WORK TASK —
Give back every entry, exactly as written.

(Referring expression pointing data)
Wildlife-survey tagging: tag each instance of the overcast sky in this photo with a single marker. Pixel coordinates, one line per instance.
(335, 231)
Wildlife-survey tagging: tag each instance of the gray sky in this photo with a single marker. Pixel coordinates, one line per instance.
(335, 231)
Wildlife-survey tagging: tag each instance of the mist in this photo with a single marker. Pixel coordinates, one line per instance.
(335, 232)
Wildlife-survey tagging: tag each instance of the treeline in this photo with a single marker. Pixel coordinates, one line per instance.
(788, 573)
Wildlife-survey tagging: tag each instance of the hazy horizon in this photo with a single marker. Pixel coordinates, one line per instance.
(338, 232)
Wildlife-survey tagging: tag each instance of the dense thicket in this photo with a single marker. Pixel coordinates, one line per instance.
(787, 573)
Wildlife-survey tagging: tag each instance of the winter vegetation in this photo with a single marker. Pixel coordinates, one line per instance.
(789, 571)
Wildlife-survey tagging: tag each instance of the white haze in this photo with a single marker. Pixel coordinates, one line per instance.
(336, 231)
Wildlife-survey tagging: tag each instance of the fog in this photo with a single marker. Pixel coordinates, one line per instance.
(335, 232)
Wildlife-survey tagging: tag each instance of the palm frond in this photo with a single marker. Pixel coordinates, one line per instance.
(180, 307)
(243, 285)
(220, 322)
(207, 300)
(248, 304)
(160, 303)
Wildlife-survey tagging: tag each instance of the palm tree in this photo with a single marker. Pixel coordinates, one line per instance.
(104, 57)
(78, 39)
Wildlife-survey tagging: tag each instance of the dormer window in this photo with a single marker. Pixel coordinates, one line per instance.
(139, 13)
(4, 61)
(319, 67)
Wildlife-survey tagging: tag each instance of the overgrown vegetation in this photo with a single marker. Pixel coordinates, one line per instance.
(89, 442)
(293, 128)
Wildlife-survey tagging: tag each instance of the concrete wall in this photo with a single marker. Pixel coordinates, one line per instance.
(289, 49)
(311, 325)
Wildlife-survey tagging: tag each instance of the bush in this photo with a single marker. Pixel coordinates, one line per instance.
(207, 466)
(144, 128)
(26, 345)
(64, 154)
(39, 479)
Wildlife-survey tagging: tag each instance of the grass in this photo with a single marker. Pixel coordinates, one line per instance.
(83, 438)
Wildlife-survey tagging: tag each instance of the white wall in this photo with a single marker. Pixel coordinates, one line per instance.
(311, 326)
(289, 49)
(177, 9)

THE ANSWER —
Wildlife-survey tagging: tag each instance of the overcast sky in this photo with a single marker. Pixel coordinates, one line per instance.
(335, 231)
Wildlife-survey tagging: tag each instance of the gray sky in this photo with a single marker. Pixel coordinates, one line per instance.
(335, 231)
Wildlife-survey tagging: tag each instance of the mist in this photo with a single marker. Pixel coordinates, one line per instance.
(335, 232)
Wildlife-survey tagging: tag each instance of the treeline in this photo with a single marker. Pixel coordinates, one line per instance.
(788, 573)
Wildlife-survey tagging: tag each instance of the hazy horizon in this photo with a single marker. Pixel coordinates, one line per instance.
(338, 232)
Wildlife-survey tagging: tag each instance of the dense thicket in this photo with a single marker. Pixel coordinates, one line per instance.
(787, 573)
Wildlife-survey tagging: tag each instance of the winter vegetation in this photo with a single marker. Pixel coordinates, one line per instance.
(789, 571)
Wildlife-survey tagging: tag each instance of the white haze in this photo with a single marker. Pixel coordinates, one line per instance.
(336, 231)
Wildlife-survey tagging: tag each instance of the fog in this photo with a single marker. Pixel coordinates, one line per instance.
(335, 232)
Wildlife-survey tagging: tag each instance of the palm frond in this photo with a single marker. Pixel coordinates, one line per instance.
(180, 307)
(243, 285)
(220, 322)
(207, 300)
(248, 304)
(160, 303)
Wildlife-survey tagging: tag each instance of the palm tree in this photo with a single marker. Pixel coordinates, one line per instance.
(104, 57)
(78, 39)
Wildlife-survey tagging: tag each instance of the dormer window in this photo with a single marker. Pixel coordinates, one line per instance.
(139, 13)
(4, 61)
(319, 67)
Wildlife-survey tagging: tag each instance of the overgrown vegetation in this photo with a single marker. Pixel coordinates, one line per instance.
(89, 442)
(293, 128)
Wildlife-survey tagging: tag each instance of the concrete wall in this photo with a single marker. Pixel coordinates, one line per instance.
(289, 49)
(311, 325)
Wildlife-survey tagging: tag each instance of the bush in this photo with a single marker. Pixel coordinates, one line per instance.
(207, 466)
(144, 128)
(26, 345)
(64, 154)
(39, 479)
Wildlife-survey tagging: tag each instance of the grass in this photo with a single marker. Pixel coordinates, one line per instance.
(83, 438)
Wildlife-survey tagging: tag each instance of the white wall in this photo with a single marker. Pixel coordinates, one line per instance.
(311, 326)
(289, 49)
(177, 9)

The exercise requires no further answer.